Data listing START

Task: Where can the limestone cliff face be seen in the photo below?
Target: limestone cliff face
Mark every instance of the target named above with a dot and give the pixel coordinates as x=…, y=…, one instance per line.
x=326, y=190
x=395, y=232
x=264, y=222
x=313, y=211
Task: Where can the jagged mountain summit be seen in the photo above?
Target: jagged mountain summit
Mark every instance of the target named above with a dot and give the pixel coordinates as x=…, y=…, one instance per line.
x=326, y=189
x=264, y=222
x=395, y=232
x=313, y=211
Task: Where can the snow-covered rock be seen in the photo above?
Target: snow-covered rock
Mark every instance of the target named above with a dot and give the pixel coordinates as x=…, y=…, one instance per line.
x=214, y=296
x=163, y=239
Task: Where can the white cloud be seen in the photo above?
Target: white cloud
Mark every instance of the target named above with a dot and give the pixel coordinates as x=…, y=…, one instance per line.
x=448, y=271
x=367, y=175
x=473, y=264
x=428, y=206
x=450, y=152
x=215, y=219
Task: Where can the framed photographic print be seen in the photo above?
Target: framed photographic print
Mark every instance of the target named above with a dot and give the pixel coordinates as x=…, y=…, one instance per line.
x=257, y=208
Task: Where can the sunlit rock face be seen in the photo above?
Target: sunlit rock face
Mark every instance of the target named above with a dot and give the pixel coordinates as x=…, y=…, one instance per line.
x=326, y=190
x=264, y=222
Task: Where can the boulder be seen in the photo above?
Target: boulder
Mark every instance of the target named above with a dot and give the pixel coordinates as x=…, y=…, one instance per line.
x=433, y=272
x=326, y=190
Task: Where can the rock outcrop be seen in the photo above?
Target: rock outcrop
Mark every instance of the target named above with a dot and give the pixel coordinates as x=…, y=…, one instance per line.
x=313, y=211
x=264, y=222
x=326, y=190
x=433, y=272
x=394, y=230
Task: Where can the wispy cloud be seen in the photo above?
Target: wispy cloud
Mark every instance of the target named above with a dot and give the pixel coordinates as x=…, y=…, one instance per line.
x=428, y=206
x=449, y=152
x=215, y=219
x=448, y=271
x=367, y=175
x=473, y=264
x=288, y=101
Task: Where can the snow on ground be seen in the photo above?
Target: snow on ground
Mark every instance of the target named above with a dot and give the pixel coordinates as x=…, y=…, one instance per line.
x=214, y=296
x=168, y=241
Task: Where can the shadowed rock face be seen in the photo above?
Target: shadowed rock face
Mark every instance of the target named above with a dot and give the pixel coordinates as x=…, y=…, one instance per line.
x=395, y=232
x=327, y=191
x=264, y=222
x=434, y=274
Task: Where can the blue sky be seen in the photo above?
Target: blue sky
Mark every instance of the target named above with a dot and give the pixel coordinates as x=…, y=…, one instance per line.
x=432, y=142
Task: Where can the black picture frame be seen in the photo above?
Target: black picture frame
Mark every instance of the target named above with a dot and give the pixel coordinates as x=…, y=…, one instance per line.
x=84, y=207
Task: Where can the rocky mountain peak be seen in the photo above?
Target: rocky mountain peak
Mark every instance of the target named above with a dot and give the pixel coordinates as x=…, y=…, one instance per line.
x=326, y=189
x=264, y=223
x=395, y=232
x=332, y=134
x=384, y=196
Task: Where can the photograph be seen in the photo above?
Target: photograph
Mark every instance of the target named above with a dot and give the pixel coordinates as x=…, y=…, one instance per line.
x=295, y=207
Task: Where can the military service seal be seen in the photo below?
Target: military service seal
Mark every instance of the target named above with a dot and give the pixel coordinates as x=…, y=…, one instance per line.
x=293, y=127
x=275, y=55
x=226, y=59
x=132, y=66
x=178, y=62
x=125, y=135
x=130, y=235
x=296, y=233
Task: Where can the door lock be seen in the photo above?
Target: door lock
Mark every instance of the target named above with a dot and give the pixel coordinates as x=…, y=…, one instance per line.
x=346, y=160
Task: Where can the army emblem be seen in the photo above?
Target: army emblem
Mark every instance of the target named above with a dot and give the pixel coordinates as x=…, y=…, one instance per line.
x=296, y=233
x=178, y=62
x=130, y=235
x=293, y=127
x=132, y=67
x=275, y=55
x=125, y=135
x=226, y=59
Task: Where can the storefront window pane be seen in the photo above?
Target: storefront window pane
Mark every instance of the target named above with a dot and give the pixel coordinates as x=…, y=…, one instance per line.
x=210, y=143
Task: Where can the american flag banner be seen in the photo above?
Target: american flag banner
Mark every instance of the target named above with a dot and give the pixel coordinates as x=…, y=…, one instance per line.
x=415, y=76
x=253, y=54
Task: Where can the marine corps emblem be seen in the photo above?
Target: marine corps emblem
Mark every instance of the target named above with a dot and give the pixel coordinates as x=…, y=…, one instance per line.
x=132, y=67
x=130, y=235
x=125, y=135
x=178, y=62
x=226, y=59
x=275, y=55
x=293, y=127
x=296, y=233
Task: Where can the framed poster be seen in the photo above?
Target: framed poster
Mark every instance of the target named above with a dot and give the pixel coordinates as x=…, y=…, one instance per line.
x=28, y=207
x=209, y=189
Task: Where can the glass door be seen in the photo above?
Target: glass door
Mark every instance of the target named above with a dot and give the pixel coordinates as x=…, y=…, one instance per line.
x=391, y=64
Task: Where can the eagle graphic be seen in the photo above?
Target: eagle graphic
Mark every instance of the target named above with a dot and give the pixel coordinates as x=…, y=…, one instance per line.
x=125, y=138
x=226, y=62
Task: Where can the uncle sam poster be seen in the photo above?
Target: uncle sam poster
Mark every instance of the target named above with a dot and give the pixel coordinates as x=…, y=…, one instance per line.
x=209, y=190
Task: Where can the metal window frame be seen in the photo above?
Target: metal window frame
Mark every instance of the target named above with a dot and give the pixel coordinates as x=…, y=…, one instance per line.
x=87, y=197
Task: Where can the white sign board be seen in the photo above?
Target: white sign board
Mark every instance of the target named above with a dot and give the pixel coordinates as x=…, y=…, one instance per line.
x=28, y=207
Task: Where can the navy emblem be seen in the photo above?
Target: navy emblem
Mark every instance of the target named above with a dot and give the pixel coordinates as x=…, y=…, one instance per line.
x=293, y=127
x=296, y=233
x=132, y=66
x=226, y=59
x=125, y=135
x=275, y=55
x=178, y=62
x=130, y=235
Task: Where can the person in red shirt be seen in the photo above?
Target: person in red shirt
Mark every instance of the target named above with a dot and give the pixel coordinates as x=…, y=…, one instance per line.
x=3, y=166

Data listing END

# Task objective
Output every record in full, exactly as it was given.

# Solution to this task
Task: Where can the limestone cliff face be seen in the photo below?
Target: limestone cliff face
Mark every instance of the target named above with a dot and give the pixel coordinates as x=…, y=…, one instance per line.
x=326, y=190
x=395, y=232
x=264, y=222
x=313, y=211
Task: Where can the jagged mountain summit be seen in the photo above?
Target: jagged mountain summit
Mark every instance of the target named above with a dot and give the pixel coordinates as x=…, y=…, one instance per line.
x=326, y=189
x=264, y=222
x=395, y=232
x=313, y=211
Task: Where can the snow-covered rock be seen in the photo above?
Target: snow-covered rock
Mark every instance of the target named above with a dot and give the pixel coordinates as x=…, y=…, one instance per line.
x=214, y=296
x=163, y=239
Task: Where can the white cloud be seen in the photo above?
Target: white cloud
Mark every instance of the target named above with a dot and give the pixel coordinates as x=…, y=…, one instance per line.
x=448, y=271
x=367, y=175
x=473, y=264
x=428, y=206
x=450, y=152
x=215, y=219
Task: Where can the framed photographic print be seen in the photo above?
Target: framed photographic print
Mark every instance of the target named above with a dot and give the pixel coordinates as x=…, y=…, one instance per line.
x=257, y=208
Task: Where can the sunlit rock face be seen in the photo above?
Target: sunlit rock face
Mark every instance of the target named above with a dot and give the pixel coordinates as x=…, y=…, one instance per line.
x=326, y=190
x=264, y=222
Task: Where can the boulder be seen in the photo above?
Target: boulder
Mark every instance of the target named above with a dot and give the pixel coordinates as x=…, y=…, one instance per line.
x=433, y=272
x=326, y=190
Task: Where can the rock outcrop be seen in the photo above?
Target: rock outcrop
Mark every instance of the target named above with a dot and give the pixel coordinates as x=…, y=…, one instance per line.
x=313, y=211
x=264, y=222
x=326, y=190
x=433, y=272
x=394, y=230
Task: Where can the wispy cloud be seen in the photo above?
Target: wispy cloud
Mark every instance of the target named above with a dot and give the pixel coordinates as x=…, y=…, one instance per line.
x=428, y=206
x=449, y=152
x=215, y=219
x=448, y=271
x=367, y=175
x=473, y=264
x=288, y=101
Task: Where can the snow on ground be seen in the photo above?
Target: snow on ground
Mark every instance of the target named above with a dot and give the pixel coordinates as x=…, y=…, one instance per line.
x=214, y=296
x=168, y=241
Task: Where can the shadowed rock face be seen in the photo above?
Target: shadowed rock face
Mark every instance of the target named above with a dot and give the pixel coordinates as x=…, y=…, one instance per line.
x=395, y=232
x=327, y=191
x=264, y=222
x=434, y=274
Task: Where can the blue sky be seen in the photo above?
Target: blue sky
Mark every instance of the target named above with a dot and give the pixel coordinates as x=…, y=…, one instance per line.
x=432, y=142
Task: Where can the black picture frame be seen in the photo above?
Target: black picture frame
Mark every instance of the target named above with a dot and give the pixel coordinates as x=…, y=…, one instance per line.
x=84, y=207
Task: Where can the rocky mountain peak be seen in the photo above?
Target: rocky mountain peak
Mark every instance of the target named above with a dot and give the pixel coordinates as x=…, y=…, one instance per line.
x=326, y=189
x=264, y=223
x=395, y=232
x=332, y=134
x=384, y=196
Task: Where can the photograph be seen in the photo above?
Target: photograph
Mark every instance of the target named above with a dot and give the pixel coordinates as x=…, y=…, one instance per line.
x=295, y=207
Task: Where can the military service seal be seen in the photo below?
Target: military service seal
Mark every instance of the target named above with a dot and give the pixel coordinates as x=…, y=…, one instance per line.
x=293, y=127
x=275, y=55
x=226, y=59
x=132, y=66
x=178, y=62
x=125, y=135
x=130, y=235
x=296, y=233
Task: Where can the door lock be seen in the photo above?
Target: door lock
Mark every instance of the target named above with a dot and give the pixel coordinates as x=…, y=…, one instance per line.
x=346, y=160
Task: Where can the army emblem be seen in the photo above?
Target: army emblem
Mark every instance of the target named above with a dot and give the pixel coordinates as x=…, y=…, one instance per line.
x=296, y=233
x=178, y=62
x=130, y=235
x=293, y=127
x=132, y=67
x=275, y=55
x=125, y=135
x=226, y=59
Task: Where can the storefront window pane be seen in the photo above?
Target: storefront window pane
Mark every instance of the target named above with a dot and give the pixel coordinates as x=…, y=…, one instance per line.
x=210, y=143
Task: Where can the american flag banner be seen in the photo above?
Target: american flag banner
Mark every instance of the target named above with a dot and give the pixel coordinates as x=…, y=…, one instance per line.
x=415, y=76
x=253, y=54
Task: Where can the marine corps emblem be seen in the photo above?
Target: marine corps emblem
Mark every instance of the target named above with a dot and give the pixel coordinates as x=…, y=…, one instance per line.
x=132, y=67
x=130, y=235
x=125, y=135
x=178, y=62
x=226, y=59
x=275, y=55
x=293, y=127
x=296, y=233
Task: Where can the framed poster be seen in the photo above?
Target: framed poster
Mark every instance of the target named above with a dot and give the pixel coordinates as x=…, y=…, one instance per line.
x=28, y=207
x=209, y=189
Task: Where can the glass door be seen in the photo above?
Target: glass door
Mark every instance of the target named above with a dot and give the pixel coordinates as x=…, y=…, one instance per line.
x=391, y=64
Task: Where can the eagle graphic be seen in the photo above?
Target: eagle graphic
Mark every instance of the target named above with a dot and give the pixel coordinates as x=…, y=…, one instance per line.
x=125, y=138
x=226, y=62
Task: Where can the uncle sam poster be seen in the photo above?
Target: uncle sam poster
Mark every instance of the target named above with a dot and give the pixel coordinates as x=…, y=…, one instance per line.
x=209, y=190
Task: Where can the metal window frame be seen in the photo above?
Target: metal window frame
Mark every instance of the target named above with a dot and give the pixel coordinates as x=…, y=…, one instance per line.
x=87, y=197
Task: Where can the white sign board be seen in the photo above?
Target: white sign board
Mark every instance of the target named above with a dot and give the pixel coordinates as x=…, y=…, one instance per line.
x=28, y=207
Task: Where can the navy emblem be seen in the photo above?
Target: navy emblem
Mark every instance of the target named above with a dot and give the pixel coordinates as x=…, y=…, one instance per line.
x=293, y=127
x=296, y=233
x=132, y=66
x=226, y=59
x=125, y=135
x=275, y=55
x=178, y=62
x=130, y=235
Task: Where can the person in red shirt be seen in the photo above?
Target: person in red shirt
Mark every instance of the target named above with a dot and give the pixel coordinates as x=…, y=…, one instance per line.
x=3, y=166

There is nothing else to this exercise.